Work to complete: Continue the case summary of United States v. Leonel Fajardo-Galvan, starting after its final background point.

Document excerpt:
United States v. Leonel Fajardo-Galvan
16-20417
| 5th Cir. | May 30, 2017Background
- Defendant Leonel Fajardo-Galvan pleaded guilty to unlawful reentry after deportation following an aggravated felony, in violation of 8 U.S.C. § 1326(a) and (b)(2).
- Presentence calculation included a 12-level enhancement under U.S.S.G. § 2L1.2(b)(1)(B) for a prior drug-trafficking offense (2007 North Carolina conviction for possession of cocaine with intent to sell or deliver).
- Fajardo-Galvan argued the enhancement was erroneous because North Carolina’s sentencing scheme limited his actual maximum exposure to one year (ten months), so the conviction could not be treated as a felony drug-trafficking offense for guideline purposes.
- He also requested the judgment reflect conviction under § 1326(b)(1), contending the indictment was ambiguous whether the prior involved marijuana (which might not qualify) or cocaine.
- The district court applied the enhancement and treated the prior as a cocaine offense; Fajardo-Galvan appealed the sentence.

Material:
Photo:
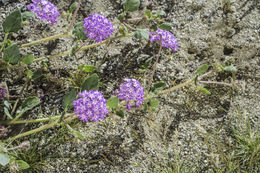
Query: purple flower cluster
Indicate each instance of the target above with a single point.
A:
(165, 38)
(131, 91)
(97, 27)
(2, 93)
(45, 10)
(91, 106)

Task output:
Issues
| Issue | Plaintiff's Argument | Defendant's Argument | Held |
|---|---|---|---|
| Whether § 2L1.2(b)(1)(B) 12-level enhancement improperly applied because NC sentencing capped actual exposure below felony level | Fajardo-Galvan: NC scheme capped his actual maximum to 10 months, so prior cannot count as felony drug-trafficking for enhancement | Government: Enhancement was properly applied; defendant conceded guideline calculation at sentencing (invited error) | Court: No plain error; prior conviction qualifies and enhancement was properly applied |
| Whether judgment should reflect conviction under § 1326(b)(1) due to alleged indictment ambiguity (marijuana vs. cocaine) | Fajardo-Galvan: Indictment ambiguity could mean marijuana, which might not be an aggravated felony under § 1326(b)(2) | Government: Record shows cocaine; reference to marijuana was a typographical error | Court: No error; record supports cocaine conviction and marijuana reference was a typographical error |
Key Cases Cited
- United States v. Rodriguez, 602 F.3d 346 (5th Cir.) (discussing invited error and standard of review)
- United States v. Fernandez-Cusco, 447 F.3d 382 (5th Cir.) (plain error standard discussion)
- United States v. Rodriguez-Parra, 581 F.3d 227 (5th Cir.) (analysis of § 2L1.2 enhancement application)
- United States v. Morrison, 713 F.3d 271 (5th Cir.) (use of record to resolve ambiguity about prior offense)
- United States v. Neri-Hernandes, 504 F.3d 587 (5th Cir.) (resolving typographical or record ambiguities regarding prior convictions)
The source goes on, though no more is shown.